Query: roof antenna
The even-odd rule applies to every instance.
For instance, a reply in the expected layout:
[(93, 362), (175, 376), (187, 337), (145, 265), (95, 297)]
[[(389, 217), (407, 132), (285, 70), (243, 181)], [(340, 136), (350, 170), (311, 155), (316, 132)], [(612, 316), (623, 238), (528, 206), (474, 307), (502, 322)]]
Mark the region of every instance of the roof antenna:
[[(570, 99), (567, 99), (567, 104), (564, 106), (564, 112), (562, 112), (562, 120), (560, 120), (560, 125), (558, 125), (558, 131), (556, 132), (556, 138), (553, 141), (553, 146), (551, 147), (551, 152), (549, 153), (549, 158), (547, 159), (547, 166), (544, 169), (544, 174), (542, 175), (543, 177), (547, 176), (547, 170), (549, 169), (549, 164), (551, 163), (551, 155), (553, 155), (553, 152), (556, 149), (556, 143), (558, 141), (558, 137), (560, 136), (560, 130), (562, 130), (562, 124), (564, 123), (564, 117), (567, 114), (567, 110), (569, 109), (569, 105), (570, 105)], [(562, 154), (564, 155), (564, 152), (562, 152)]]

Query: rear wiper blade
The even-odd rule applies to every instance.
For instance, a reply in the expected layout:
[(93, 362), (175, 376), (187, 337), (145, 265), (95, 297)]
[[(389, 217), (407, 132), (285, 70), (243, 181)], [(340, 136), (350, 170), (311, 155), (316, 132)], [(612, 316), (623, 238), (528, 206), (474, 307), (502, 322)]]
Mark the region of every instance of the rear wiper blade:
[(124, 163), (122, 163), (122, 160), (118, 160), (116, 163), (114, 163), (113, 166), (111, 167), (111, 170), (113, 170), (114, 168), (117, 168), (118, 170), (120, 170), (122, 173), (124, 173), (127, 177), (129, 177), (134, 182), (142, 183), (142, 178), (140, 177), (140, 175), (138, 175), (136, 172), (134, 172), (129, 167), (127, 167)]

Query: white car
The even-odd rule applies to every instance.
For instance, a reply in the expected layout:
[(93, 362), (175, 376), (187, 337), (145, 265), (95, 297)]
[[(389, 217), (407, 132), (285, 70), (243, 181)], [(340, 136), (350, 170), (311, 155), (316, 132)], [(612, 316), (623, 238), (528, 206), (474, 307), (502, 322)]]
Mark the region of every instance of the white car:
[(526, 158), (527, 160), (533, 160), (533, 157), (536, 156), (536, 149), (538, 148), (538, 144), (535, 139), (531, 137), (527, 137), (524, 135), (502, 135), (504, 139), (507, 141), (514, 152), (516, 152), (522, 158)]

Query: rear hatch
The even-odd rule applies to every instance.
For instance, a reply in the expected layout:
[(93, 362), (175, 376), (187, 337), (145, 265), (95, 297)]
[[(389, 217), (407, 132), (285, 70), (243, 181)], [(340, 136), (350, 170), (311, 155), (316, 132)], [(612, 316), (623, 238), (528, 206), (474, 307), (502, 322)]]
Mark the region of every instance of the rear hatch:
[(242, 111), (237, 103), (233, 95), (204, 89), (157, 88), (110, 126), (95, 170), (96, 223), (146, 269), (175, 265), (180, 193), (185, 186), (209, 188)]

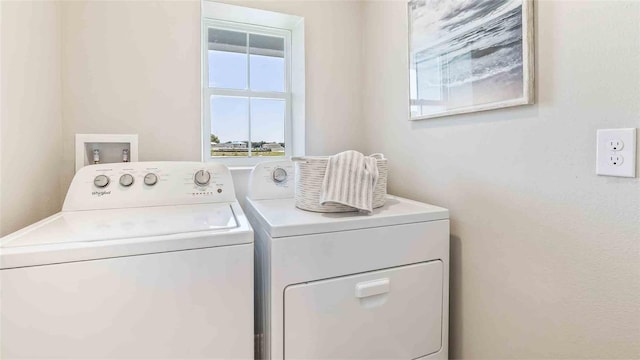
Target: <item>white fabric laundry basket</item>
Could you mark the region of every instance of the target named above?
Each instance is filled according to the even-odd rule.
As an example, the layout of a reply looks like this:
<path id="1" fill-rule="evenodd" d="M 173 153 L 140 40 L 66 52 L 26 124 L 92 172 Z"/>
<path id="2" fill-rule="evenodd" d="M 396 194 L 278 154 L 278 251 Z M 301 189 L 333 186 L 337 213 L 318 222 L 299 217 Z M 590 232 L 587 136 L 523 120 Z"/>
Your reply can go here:
<path id="1" fill-rule="evenodd" d="M 358 209 L 342 204 L 320 205 L 320 192 L 322 181 L 329 157 L 327 156 L 302 156 L 292 158 L 296 163 L 296 207 L 302 210 L 316 212 L 349 212 Z M 387 159 L 377 159 L 378 181 L 373 190 L 373 207 L 384 206 L 387 198 Z"/>

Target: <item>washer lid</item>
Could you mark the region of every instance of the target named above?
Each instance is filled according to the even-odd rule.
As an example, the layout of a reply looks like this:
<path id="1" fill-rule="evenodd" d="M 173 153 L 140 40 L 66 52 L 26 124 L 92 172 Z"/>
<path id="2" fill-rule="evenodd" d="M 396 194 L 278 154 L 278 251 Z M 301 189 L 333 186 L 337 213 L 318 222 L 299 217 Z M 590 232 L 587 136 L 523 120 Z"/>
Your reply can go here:
<path id="1" fill-rule="evenodd" d="M 237 202 L 61 212 L 0 239 L 0 269 L 251 244 Z"/>
<path id="2" fill-rule="evenodd" d="M 387 196 L 371 215 L 358 212 L 317 213 L 295 207 L 294 199 L 251 200 L 250 211 L 271 237 L 320 234 L 449 218 L 447 209 L 397 196 Z M 248 211 L 249 211 L 248 210 Z"/>
<path id="3" fill-rule="evenodd" d="M 229 204 L 70 211 L 4 237 L 0 248 L 132 239 L 237 226 Z"/>

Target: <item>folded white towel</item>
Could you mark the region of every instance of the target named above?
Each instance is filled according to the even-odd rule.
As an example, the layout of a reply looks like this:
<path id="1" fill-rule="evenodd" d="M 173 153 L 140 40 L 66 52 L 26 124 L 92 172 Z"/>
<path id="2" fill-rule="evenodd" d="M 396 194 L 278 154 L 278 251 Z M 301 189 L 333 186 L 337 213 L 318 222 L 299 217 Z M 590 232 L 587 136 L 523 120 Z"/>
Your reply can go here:
<path id="1" fill-rule="evenodd" d="M 338 203 L 370 214 L 381 155 L 364 156 L 349 150 L 329 157 L 320 192 L 320 205 Z"/>

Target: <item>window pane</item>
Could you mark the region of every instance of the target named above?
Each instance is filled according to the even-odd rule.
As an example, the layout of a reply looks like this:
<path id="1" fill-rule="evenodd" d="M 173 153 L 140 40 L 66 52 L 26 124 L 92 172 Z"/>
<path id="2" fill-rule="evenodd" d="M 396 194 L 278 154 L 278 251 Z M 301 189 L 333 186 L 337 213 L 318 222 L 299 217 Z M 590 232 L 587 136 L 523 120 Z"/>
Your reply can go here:
<path id="1" fill-rule="evenodd" d="M 284 156 L 285 102 L 251 99 L 252 156 Z"/>
<path id="2" fill-rule="evenodd" d="M 211 97 L 211 156 L 248 156 L 249 99 Z"/>
<path id="3" fill-rule="evenodd" d="M 284 38 L 249 35 L 251 90 L 284 92 Z"/>
<path id="4" fill-rule="evenodd" d="M 247 34 L 209 28 L 209 86 L 247 88 Z"/>

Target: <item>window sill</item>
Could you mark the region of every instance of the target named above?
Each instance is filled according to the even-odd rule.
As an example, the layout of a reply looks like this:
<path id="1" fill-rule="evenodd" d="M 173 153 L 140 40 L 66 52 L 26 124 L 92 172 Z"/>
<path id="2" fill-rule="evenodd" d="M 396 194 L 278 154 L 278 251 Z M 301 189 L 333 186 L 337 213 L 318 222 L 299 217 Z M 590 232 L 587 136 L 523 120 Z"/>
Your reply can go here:
<path id="1" fill-rule="evenodd" d="M 205 162 L 217 162 L 226 165 L 229 169 L 253 169 L 256 165 L 264 162 L 287 161 L 291 155 L 285 156 L 256 156 L 256 157 L 209 157 Z"/>
<path id="2" fill-rule="evenodd" d="M 250 171 L 253 170 L 253 168 L 255 166 L 227 166 L 229 168 L 229 170 L 231 170 L 231 172 L 235 172 L 235 171 Z"/>

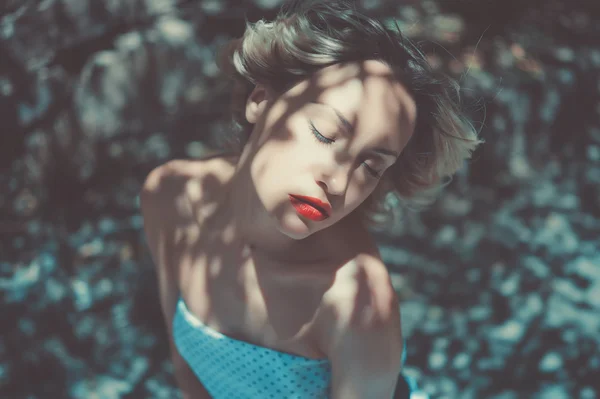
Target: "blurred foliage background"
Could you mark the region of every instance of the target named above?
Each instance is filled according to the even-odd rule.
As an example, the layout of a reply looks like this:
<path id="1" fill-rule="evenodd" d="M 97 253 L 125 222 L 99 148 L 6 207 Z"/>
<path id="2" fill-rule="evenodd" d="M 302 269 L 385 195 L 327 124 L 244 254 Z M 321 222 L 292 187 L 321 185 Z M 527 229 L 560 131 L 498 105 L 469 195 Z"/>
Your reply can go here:
<path id="1" fill-rule="evenodd" d="M 0 3 L 0 397 L 178 393 L 137 194 L 227 137 L 215 49 L 280 0 Z M 600 396 L 597 0 L 363 0 L 486 140 L 378 233 L 431 398 Z"/>

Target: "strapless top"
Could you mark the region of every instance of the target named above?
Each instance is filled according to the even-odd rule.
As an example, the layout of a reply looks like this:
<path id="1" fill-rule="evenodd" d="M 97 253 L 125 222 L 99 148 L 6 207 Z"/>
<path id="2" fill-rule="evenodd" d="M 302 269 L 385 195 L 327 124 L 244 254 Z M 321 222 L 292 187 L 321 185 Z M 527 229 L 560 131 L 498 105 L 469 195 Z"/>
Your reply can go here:
<path id="1" fill-rule="evenodd" d="M 329 398 L 328 359 L 311 359 L 228 337 L 202 323 L 181 297 L 173 316 L 173 341 L 213 399 Z M 413 379 L 401 377 L 395 399 L 428 398 Z"/>

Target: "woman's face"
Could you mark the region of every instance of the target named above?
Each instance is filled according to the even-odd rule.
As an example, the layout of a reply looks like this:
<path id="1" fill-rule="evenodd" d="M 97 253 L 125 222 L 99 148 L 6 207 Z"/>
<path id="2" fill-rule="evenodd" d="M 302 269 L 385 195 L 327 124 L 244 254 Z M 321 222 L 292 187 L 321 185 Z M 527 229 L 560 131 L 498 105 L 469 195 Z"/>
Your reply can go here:
<path id="1" fill-rule="evenodd" d="M 326 67 L 278 97 L 257 86 L 246 117 L 258 198 L 282 233 L 301 239 L 373 192 L 411 137 L 416 106 L 389 67 L 370 60 Z"/>

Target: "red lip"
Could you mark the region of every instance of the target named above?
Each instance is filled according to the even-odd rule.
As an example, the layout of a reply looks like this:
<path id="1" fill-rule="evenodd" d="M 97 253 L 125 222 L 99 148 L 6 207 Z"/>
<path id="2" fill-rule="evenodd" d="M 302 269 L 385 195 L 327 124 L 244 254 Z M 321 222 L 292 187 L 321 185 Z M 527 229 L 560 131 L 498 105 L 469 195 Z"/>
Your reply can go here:
<path id="1" fill-rule="evenodd" d="M 331 205 L 318 198 L 294 194 L 289 197 L 296 211 L 311 220 L 325 220 L 331 214 Z"/>

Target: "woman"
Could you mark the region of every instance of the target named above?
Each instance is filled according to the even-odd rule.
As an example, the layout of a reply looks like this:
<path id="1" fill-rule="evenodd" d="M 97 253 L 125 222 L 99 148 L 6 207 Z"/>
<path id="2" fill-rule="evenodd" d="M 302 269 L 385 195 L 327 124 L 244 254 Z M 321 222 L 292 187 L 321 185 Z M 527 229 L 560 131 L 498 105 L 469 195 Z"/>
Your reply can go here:
<path id="1" fill-rule="evenodd" d="M 184 397 L 400 397 L 369 229 L 386 194 L 427 203 L 479 144 L 455 85 L 343 1 L 292 2 L 221 56 L 241 148 L 160 166 L 140 197 Z"/>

┄┄┄┄┄┄

• **WHAT YOU HAVE TO DO**
Extract, please, the lines from the start of the entries above through the one with "Query: rear wiper blade", both included, reproducing each exactly and adding nothing.

• **WRITTEN ANSWER**
Query: roof antenna
The even-odd rule applies to every instance.
For instance, a reply in the expected layout:
[(93, 362), (175, 376), (187, 337), (145, 265), (95, 297)]
[[(389, 217), (407, 132), (285, 70), (243, 181)], [(340, 136), (350, 170), (311, 155), (316, 132)], [(612, 316), (623, 238), (528, 206), (474, 307), (502, 322)]]
Mark the region of every instance of the roof antenna:
[[(570, 99), (567, 99), (567, 104), (564, 106), (564, 112), (562, 112), (562, 120), (560, 120), (560, 125), (558, 125), (558, 131), (556, 132), (556, 138), (553, 141), (553, 146), (551, 147), (551, 152), (549, 153), (549, 158), (547, 159), (547, 166), (544, 169), (544, 174), (542, 175), (543, 177), (547, 176), (547, 170), (549, 169), (549, 164), (551, 163), (551, 155), (553, 155), (553, 152), (556, 149), (556, 143), (558, 141), (558, 137), (560, 136), (560, 130), (562, 130), (562, 124), (564, 123), (564, 117), (567, 114), (567, 110), (569, 109), (569, 105), (570, 105)], [(562, 154), (564, 155), (564, 152), (562, 152)]]

Query: rear wiper blade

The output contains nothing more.